* STATED PROBLEM *
Reproduce every item below word for word.

▼

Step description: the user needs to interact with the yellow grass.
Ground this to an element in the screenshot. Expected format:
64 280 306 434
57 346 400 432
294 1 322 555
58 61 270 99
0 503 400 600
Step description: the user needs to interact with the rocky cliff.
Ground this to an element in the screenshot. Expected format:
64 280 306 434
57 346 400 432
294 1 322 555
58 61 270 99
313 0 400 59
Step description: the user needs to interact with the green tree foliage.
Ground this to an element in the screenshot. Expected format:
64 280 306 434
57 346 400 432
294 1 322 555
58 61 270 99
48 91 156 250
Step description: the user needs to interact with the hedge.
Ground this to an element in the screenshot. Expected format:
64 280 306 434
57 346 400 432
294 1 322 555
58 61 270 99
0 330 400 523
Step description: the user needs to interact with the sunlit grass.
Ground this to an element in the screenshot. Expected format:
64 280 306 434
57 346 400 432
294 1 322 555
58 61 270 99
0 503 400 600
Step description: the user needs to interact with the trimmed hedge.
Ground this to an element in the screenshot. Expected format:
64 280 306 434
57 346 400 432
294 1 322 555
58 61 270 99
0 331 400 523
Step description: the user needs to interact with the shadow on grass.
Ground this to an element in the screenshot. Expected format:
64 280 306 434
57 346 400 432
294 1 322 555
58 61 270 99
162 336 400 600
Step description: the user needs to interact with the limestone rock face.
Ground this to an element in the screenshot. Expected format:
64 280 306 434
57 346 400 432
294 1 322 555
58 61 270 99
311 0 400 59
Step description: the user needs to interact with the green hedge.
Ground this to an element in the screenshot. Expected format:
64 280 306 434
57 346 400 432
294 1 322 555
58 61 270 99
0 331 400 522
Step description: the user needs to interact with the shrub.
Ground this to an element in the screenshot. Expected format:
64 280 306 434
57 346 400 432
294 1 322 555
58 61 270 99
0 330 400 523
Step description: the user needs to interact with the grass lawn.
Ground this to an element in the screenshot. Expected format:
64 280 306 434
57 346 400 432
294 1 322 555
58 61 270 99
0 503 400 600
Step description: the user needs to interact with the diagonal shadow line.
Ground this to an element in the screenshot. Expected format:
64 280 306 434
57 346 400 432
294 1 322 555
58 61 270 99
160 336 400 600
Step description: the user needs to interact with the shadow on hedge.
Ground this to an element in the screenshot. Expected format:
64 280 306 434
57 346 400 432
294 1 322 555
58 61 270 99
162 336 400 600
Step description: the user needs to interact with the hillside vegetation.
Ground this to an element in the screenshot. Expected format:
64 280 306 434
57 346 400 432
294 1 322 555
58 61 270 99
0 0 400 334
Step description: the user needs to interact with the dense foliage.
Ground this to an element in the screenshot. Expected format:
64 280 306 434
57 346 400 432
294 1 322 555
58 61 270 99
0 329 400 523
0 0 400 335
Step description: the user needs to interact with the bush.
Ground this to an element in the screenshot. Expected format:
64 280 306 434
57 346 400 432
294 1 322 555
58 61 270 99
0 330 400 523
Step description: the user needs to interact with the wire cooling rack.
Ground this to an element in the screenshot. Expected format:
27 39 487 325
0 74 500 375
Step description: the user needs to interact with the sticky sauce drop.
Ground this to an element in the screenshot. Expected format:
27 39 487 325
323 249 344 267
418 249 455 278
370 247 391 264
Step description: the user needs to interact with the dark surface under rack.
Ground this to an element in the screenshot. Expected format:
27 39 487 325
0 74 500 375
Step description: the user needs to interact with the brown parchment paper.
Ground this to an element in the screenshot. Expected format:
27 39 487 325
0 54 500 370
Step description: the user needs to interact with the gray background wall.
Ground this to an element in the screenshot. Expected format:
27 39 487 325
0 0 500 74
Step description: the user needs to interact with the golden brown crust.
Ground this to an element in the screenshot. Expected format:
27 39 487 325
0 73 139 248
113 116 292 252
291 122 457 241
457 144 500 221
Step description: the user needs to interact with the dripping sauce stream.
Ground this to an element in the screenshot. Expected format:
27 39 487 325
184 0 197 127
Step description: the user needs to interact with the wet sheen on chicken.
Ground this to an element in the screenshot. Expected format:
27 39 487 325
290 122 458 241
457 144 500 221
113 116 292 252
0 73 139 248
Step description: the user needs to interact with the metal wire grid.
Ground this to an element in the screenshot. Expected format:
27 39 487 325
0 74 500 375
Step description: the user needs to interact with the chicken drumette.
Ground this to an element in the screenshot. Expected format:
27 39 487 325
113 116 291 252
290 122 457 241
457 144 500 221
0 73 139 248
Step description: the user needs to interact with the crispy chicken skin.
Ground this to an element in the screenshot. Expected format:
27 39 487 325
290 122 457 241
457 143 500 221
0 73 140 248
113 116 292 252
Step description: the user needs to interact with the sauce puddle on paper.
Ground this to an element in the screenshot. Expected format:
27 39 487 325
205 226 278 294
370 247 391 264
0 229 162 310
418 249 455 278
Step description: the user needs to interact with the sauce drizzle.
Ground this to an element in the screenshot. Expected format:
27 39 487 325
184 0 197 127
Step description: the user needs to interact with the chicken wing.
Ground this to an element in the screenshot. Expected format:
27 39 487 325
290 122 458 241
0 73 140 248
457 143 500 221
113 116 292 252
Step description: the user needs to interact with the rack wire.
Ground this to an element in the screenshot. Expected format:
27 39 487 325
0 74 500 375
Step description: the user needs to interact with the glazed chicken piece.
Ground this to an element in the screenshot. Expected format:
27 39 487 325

▲

* ANSWER TO THIS TASK *
Step description: the user needs to interact with the yellow grass.
Ground this to an element in the screenshot. Expected format:
64 280 306 434
57 346 400 432
294 1 322 555
58 61 270 99
0 503 400 600
Step description: the user needs to interact with the rocky cliff.
Ground this to an element in the screenshot. Expected format:
64 280 306 434
57 346 400 432
294 1 322 555
58 61 270 99
313 0 400 59
Step description: the user needs to interact with the green tree foliage.
Ground this to an element in the screenshot. Expected format:
64 280 306 434
57 346 400 432
294 1 322 555
58 61 270 99
48 91 156 250
Step description: the user needs to interact with the hedge.
Ground this to an element in the screenshot. Expected format:
64 280 306 434
57 346 400 432
294 1 322 555
58 61 270 99
0 330 400 523
Step description: the user needs to interact with the sunlit grass.
Ground this to an element in the screenshot. Expected format:
64 280 306 434
57 346 400 432
294 1 322 555
58 61 270 99
0 503 400 600
Step description: the user needs to interact with the trimmed hedge.
Ground this to an element in the screenshot. Expected format:
64 280 306 434
57 346 400 432
294 1 322 555
58 61 270 99
0 331 400 523
Step description: the user needs to interact with the shadow on grass.
Ground this to an element in the screenshot. Expected format:
64 280 306 434
57 346 400 432
294 1 322 555
58 61 270 99
162 336 400 600
Step description: the user needs to interact with the limestone rock face.
Ground this to an element in the screenshot. Expected format:
64 280 306 434
57 346 400 432
294 1 322 555
58 61 270 99
311 0 400 59
Step description: the user needs to interact with the green hedge.
Ground this to an element in the screenshot. Expected format:
64 280 306 434
57 346 400 432
294 1 322 555
58 61 270 99
0 331 400 522
Step description: the user needs to interact with the shrub.
Ground this to an element in the screenshot. Expected format:
64 280 306 434
57 346 400 432
294 1 322 555
58 61 270 99
0 330 400 523
Step description: the user needs to interact with the grass lawn.
Ground this to an element in the screenshot. Expected format:
64 280 306 434
57 346 400 432
294 1 322 555
58 61 270 99
0 503 400 600
Step description: the user needs to interact with the diagonal shadow line.
Ground this to an element in the screenshot. Expected format:
64 280 306 434
57 346 400 432
294 1 322 555
58 61 270 99
160 336 400 600
Step description: the user needs to interact with the shadow on hedge.
Ground this to an element in the screenshot. Expected format:
64 280 306 434
57 346 400 432
294 1 322 555
58 61 270 99
162 336 400 600
Step description: the user needs to interact with the hillside vegetation.
Ground this to an element in the screenshot. Expected format:
64 280 306 434
57 346 400 432
294 1 322 555
58 61 270 99
0 0 400 334
Step description: the user needs to interact with the dense foliage.
Ground this to an element in the screenshot. Expected format:
64 280 306 434
57 346 400 432
294 1 322 555
58 61 270 99
0 329 400 523
0 0 400 335
Step description: the user needs to interact with the bush.
Ground this to an element in the screenshot. Expected format:
64 280 306 434
57 346 400 432
294 1 322 555
58 61 270 99
0 330 400 523
Step description: the user needs to interact with the wire cooling rack.
Ground this to an element in the screenshot. Expected format:
27 39 487 325
0 74 500 375
Step description: the user needs to interact with the sticky sauce drop.
Ground this to an element in the screenshot. Expected format:
27 39 487 325
323 249 344 267
418 249 455 278
370 247 391 264
Step description: the user needs to interact with the dark surface under rack.
Ground this to an element in the screenshot. Expected format:
27 39 487 325
0 74 500 375
Step description: the user needs to interact with the brown parchment paper.
Ground this to an element in the screenshot. Expected format:
27 39 487 325
0 54 500 370
Step description: the user needs to interact with the gray background wall.
Ground this to an element in the screenshot. Expected format:
27 39 487 325
0 0 500 74
Step description: the user needs to interact with the golden brown crust.
Ground this to an element in the screenshot. Expected format:
27 39 487 325
0 73 139 248
113 116 292 252
291 122 457 241
457 144 500 221
Step description: the user needs to interact with the dripping sauce stream.
Ground this to an element in the screenshot. Expected format:
27 39 487 325
184 0 197 127
Step description: the user needs to interact with the wet sheen on chicken.
Ground this to an element in the screenshot. Expected format:
27 39 487 325
290 122 458 241
457 144 500 221
113 116 292 252
0 73 139 248
Step description: the user needs to interact with the metal wire grid.
Ground this to an element in the screenshot. Expected format:
27 39 487 325
0 74 500 375
Step description: the user needs to interact with the chicken drumette.
Ground this to an element in the screenshot. Expected format:
27 39 487 325
113 116 291 252
290 122 457 241
457 144 500 221
0 73 139 248
Step description: the user needs to interact with the crispy chicken skin.
Ground this to an element in the screenshot. Expected format:
27 39 487 325
290 122 457 241
457 143 500 221
0 73 140 248
113 116 292 252
Step description: the user needs to interact with the sauce puddle on paper.
Ground this to an element in the screenshot. Expected format:
27 39 487 325
205 226 278 294
370 247 391 264
0 229 162 310
418 249 455 278
Step description: the user needs to interact with the sauce drizzle.
Ground this to an element in the screenshot. Expected format:
27 39 487 325
184 0 197 127
Step description: the user needs to interact with the chicken wing.
Ground this to an element in the screenshot. Expected format:
27 39 487 325
290 122 458 241
0 73 140 248
457 143 500 221
113 116 292 252
Step description: the user needs to interact with the rack wire.
Ground this to an element in the screenshot. Expected format:
27 39 487 325
0 74 500 375
Step description: the user needs to interact with the glazed chicken piece.
Ground this to an element in the screenshot. Expected format:
27 39 487 325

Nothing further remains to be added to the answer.